▶ Listed records:
****************

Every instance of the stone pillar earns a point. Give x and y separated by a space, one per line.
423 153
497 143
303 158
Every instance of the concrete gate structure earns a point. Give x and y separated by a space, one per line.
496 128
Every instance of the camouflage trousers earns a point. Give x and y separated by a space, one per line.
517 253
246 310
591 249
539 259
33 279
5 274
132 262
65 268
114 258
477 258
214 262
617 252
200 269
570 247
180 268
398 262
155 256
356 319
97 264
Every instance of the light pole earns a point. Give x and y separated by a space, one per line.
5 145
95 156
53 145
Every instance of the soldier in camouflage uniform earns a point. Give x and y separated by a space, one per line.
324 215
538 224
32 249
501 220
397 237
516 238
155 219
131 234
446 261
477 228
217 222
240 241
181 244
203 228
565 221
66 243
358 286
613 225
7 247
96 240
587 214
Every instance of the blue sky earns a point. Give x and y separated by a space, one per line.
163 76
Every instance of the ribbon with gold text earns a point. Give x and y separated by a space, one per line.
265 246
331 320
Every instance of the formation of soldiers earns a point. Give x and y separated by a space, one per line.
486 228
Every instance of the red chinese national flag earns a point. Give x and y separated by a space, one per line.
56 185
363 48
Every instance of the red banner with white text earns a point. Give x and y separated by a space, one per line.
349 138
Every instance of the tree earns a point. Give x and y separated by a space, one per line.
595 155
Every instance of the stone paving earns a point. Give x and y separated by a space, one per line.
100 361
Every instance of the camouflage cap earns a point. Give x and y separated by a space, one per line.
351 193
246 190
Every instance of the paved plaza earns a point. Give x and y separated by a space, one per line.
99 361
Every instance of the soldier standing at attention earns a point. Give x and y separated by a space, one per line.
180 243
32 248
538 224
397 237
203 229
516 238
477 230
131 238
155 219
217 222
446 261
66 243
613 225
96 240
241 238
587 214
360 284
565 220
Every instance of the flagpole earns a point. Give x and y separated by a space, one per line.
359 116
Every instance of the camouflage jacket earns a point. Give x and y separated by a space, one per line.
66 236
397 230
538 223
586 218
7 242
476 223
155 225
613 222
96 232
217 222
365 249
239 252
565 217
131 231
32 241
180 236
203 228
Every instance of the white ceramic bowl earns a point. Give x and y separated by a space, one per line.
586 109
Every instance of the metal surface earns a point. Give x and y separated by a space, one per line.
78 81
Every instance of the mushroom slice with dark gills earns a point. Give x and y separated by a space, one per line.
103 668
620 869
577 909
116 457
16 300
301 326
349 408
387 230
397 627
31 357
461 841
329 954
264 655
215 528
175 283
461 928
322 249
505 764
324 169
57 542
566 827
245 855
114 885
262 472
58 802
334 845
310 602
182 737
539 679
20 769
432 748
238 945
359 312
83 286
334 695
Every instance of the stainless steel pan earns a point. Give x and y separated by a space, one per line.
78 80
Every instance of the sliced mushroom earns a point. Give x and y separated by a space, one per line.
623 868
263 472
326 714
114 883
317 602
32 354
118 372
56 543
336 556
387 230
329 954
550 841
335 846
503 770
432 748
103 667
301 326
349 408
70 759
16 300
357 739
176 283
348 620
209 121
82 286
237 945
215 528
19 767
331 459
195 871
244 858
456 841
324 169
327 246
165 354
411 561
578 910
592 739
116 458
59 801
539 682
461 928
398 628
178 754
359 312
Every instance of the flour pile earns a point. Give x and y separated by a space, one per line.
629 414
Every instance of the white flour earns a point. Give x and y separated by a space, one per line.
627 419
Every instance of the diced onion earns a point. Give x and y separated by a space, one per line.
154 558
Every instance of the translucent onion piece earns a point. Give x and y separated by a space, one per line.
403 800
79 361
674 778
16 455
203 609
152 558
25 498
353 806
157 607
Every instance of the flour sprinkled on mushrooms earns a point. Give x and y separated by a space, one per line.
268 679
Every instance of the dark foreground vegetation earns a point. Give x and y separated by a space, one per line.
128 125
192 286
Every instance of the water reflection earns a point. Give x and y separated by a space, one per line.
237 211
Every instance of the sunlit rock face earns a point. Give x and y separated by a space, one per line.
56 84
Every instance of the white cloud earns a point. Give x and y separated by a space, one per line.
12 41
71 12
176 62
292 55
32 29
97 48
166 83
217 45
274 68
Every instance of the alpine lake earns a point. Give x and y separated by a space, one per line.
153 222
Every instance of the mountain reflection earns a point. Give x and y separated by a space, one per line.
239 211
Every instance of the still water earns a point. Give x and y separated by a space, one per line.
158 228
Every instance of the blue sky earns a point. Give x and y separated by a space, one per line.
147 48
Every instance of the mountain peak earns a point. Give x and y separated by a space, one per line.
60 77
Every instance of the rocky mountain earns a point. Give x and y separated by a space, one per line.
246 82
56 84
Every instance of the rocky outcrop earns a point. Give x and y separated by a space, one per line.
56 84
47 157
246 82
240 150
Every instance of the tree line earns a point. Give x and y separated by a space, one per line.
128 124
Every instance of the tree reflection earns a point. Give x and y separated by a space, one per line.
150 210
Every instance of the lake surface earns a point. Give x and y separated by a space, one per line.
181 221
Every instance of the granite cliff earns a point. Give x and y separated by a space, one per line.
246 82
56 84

****************

▶ Given task:
Starting at the line that contains "Every instance of the granite" and ending at the last line of the data, write out only those lines again, request included. Scale every point coordinate in the answers by 2.15, rounding each result to a whole number with halves rounded up.

▶ Task solution:
Every instance of the granite cliff earns a point. Give x and y separated by a space, one per line.
529 176
120 181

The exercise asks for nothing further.